### The task
Pull out every line of the listing that contains the string "rear", and treat uppercase and lowercase as different.
** BEGIN Data shown **
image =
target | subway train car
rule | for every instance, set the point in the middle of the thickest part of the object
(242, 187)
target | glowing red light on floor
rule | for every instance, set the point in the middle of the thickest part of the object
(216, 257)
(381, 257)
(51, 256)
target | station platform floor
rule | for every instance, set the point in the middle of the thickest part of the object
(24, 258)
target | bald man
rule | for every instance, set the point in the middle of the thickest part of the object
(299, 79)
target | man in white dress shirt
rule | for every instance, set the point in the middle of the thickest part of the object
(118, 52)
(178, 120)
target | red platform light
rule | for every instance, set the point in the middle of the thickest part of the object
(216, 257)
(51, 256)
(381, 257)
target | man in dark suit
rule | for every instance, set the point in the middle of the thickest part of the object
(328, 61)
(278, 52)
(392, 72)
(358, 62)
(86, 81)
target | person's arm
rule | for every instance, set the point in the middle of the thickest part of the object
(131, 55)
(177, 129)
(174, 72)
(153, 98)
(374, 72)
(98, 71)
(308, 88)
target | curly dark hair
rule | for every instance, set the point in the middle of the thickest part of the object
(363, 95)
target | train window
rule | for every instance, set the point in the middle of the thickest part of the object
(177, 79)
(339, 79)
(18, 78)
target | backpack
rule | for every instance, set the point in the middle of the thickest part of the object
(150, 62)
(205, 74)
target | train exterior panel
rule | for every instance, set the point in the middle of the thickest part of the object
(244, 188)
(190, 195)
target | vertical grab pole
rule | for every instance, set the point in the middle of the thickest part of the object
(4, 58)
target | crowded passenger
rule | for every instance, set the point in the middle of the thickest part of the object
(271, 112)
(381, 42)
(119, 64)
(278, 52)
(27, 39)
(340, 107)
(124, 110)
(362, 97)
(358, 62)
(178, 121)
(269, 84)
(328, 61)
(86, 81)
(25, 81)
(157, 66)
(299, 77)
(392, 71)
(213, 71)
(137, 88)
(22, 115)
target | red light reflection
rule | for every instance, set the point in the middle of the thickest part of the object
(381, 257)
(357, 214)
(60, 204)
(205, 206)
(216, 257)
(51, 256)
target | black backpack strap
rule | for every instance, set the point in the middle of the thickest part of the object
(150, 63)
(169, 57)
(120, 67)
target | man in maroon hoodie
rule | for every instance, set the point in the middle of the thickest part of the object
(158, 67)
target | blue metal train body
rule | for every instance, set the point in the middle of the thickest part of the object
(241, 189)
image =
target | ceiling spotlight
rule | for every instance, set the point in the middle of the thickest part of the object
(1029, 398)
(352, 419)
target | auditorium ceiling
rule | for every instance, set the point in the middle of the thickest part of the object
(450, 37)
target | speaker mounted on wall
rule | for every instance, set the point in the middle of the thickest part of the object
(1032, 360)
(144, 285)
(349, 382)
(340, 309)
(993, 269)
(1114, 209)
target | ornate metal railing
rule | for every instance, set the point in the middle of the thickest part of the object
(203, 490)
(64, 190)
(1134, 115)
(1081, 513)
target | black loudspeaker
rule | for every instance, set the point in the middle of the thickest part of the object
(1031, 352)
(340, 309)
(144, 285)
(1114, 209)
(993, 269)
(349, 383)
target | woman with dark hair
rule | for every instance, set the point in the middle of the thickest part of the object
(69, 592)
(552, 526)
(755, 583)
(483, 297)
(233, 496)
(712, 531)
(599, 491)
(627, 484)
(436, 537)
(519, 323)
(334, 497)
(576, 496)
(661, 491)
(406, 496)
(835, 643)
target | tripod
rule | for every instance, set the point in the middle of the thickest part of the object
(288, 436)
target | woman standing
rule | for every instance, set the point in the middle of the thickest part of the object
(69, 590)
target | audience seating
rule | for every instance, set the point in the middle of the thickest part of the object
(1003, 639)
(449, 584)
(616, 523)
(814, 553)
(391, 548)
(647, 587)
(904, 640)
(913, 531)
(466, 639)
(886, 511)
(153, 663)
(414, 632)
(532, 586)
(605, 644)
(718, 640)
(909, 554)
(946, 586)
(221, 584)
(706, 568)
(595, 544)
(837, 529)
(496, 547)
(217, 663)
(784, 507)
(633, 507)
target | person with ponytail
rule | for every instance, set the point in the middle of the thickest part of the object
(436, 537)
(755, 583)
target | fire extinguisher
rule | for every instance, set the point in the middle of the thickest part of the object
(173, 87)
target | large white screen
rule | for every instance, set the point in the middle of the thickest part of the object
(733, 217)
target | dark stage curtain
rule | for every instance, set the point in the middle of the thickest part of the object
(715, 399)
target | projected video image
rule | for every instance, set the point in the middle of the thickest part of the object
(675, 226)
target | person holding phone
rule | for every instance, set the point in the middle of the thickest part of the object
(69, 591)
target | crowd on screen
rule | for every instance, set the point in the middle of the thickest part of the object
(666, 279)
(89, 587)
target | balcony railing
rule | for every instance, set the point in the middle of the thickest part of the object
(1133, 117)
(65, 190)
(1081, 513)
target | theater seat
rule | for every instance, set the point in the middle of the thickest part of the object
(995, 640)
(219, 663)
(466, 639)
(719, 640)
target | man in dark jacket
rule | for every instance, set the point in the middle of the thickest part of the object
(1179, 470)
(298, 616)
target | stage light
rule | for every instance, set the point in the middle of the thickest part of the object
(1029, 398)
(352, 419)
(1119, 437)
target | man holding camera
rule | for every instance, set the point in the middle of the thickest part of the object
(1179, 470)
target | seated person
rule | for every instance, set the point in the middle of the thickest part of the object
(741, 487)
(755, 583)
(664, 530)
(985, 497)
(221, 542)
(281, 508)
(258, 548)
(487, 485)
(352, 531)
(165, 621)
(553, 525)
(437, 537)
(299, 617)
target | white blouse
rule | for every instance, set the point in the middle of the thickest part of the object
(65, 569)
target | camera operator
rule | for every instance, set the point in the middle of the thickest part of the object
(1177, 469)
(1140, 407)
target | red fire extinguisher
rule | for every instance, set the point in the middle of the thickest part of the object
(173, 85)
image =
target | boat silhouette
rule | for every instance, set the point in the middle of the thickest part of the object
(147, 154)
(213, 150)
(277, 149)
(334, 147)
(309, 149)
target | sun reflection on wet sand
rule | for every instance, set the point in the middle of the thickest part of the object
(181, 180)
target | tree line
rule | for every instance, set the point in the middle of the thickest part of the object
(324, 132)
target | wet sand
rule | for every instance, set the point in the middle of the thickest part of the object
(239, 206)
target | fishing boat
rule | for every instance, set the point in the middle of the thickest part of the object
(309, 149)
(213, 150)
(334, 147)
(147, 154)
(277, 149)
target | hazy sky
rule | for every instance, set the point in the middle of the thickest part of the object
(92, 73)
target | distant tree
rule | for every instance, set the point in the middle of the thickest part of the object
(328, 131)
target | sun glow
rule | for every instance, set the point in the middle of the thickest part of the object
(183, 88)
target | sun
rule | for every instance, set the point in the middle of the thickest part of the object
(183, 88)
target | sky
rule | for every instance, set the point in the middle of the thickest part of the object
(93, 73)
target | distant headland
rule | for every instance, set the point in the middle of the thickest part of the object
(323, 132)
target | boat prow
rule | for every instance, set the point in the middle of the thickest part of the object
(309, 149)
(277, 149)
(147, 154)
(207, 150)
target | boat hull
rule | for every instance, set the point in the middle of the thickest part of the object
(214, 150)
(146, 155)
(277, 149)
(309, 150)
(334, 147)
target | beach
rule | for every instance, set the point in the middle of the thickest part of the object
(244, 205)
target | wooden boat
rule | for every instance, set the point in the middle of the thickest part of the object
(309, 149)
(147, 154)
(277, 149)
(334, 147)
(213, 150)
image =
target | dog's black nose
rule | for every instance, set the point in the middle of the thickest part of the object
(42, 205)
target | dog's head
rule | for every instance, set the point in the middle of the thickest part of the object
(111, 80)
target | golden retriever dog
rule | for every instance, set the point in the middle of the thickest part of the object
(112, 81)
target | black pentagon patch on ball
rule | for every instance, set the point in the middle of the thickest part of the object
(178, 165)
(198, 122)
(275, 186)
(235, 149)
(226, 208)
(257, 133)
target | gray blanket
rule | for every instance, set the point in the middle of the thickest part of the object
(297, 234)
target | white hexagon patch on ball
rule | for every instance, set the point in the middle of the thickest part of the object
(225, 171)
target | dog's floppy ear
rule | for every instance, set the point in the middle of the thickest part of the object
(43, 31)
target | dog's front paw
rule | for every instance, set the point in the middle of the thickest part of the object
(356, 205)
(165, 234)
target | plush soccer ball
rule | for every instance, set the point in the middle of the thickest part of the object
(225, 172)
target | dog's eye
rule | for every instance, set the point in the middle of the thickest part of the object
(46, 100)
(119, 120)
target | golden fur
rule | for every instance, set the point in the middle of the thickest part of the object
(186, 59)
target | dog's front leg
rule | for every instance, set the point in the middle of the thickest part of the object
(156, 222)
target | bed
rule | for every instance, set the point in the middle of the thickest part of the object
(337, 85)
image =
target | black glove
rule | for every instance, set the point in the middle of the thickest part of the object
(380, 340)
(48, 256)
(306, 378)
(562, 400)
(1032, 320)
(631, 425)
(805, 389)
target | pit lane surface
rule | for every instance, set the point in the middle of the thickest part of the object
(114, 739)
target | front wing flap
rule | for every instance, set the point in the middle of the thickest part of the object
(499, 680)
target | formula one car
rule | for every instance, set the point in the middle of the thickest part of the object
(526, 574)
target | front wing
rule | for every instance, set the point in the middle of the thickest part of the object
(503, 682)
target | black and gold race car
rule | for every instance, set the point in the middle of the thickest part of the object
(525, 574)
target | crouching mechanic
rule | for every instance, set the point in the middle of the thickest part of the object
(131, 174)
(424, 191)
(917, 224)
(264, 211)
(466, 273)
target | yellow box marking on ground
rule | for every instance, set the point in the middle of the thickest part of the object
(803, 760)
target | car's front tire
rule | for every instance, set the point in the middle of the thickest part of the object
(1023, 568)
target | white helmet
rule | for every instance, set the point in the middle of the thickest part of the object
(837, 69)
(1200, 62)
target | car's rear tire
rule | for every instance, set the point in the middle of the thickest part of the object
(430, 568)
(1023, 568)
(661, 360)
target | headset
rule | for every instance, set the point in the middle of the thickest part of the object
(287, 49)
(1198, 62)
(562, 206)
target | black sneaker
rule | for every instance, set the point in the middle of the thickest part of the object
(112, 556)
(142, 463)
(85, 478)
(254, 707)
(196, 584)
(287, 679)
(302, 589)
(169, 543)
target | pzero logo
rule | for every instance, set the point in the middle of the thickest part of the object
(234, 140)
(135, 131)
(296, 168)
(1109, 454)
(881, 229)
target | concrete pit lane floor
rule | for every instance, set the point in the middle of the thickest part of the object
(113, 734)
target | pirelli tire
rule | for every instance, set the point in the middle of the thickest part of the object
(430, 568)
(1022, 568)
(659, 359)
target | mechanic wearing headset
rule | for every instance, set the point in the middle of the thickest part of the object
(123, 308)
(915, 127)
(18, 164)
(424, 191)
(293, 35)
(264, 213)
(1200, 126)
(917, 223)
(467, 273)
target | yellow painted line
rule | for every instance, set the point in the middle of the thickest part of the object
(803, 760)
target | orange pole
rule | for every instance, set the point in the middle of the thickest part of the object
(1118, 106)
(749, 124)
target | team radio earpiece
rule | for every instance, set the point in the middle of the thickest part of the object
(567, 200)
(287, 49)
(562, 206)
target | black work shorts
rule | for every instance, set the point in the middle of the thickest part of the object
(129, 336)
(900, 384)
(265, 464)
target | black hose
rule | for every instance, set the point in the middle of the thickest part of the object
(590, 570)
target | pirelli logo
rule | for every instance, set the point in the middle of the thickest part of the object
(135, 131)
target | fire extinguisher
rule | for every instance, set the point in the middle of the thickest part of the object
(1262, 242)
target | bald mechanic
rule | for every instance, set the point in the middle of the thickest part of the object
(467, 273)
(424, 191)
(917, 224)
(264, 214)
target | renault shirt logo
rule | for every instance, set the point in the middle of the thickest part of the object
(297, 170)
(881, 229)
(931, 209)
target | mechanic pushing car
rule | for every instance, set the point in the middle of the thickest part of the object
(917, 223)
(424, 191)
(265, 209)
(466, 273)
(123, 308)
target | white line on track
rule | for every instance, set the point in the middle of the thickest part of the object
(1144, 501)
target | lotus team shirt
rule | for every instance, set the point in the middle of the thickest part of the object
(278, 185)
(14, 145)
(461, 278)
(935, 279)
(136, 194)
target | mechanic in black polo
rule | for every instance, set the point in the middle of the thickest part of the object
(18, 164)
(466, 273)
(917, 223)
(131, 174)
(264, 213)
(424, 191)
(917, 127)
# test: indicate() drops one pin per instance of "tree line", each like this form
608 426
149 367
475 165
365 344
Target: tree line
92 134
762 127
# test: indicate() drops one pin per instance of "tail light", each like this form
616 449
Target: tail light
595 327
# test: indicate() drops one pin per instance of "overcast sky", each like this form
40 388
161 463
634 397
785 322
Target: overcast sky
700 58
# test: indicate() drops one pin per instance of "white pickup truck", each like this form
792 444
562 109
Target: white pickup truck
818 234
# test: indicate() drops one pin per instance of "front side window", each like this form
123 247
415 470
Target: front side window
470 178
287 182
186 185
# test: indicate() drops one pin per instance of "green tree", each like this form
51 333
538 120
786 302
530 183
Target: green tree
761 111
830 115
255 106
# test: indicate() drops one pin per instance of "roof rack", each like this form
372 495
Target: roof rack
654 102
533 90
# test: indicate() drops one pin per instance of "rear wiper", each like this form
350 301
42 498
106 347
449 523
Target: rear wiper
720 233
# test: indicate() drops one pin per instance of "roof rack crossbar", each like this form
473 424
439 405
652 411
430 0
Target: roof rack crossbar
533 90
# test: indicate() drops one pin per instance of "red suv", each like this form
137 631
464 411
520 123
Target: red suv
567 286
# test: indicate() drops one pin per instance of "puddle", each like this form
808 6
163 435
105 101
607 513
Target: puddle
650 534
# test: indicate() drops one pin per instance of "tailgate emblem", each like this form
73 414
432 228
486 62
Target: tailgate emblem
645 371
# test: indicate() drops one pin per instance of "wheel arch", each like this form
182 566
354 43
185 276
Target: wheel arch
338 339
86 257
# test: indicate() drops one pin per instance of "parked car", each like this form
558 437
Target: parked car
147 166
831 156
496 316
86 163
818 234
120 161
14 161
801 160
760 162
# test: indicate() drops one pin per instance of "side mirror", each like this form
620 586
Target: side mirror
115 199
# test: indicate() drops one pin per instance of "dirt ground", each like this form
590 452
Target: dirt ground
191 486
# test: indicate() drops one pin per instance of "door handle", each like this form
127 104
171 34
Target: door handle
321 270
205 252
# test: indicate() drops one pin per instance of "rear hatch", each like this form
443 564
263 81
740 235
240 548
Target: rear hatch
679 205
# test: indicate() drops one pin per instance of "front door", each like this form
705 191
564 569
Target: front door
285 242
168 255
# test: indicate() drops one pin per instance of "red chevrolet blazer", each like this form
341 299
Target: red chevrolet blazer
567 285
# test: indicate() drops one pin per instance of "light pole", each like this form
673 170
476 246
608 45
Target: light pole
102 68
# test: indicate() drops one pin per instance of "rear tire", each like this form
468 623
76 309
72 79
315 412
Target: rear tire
** END Data shown **
### Correct output
target | car's rear tire
# test: indicate() drops one pin per instance of "rear wiper", each like this form
Target: rear wiper
# test: indicate() drops one pin per instance of "rear hatch", each like this form
Target: rear hatch
# test: indicate() drops one pin per instance of "rear tire", each like this form
Target: rear tire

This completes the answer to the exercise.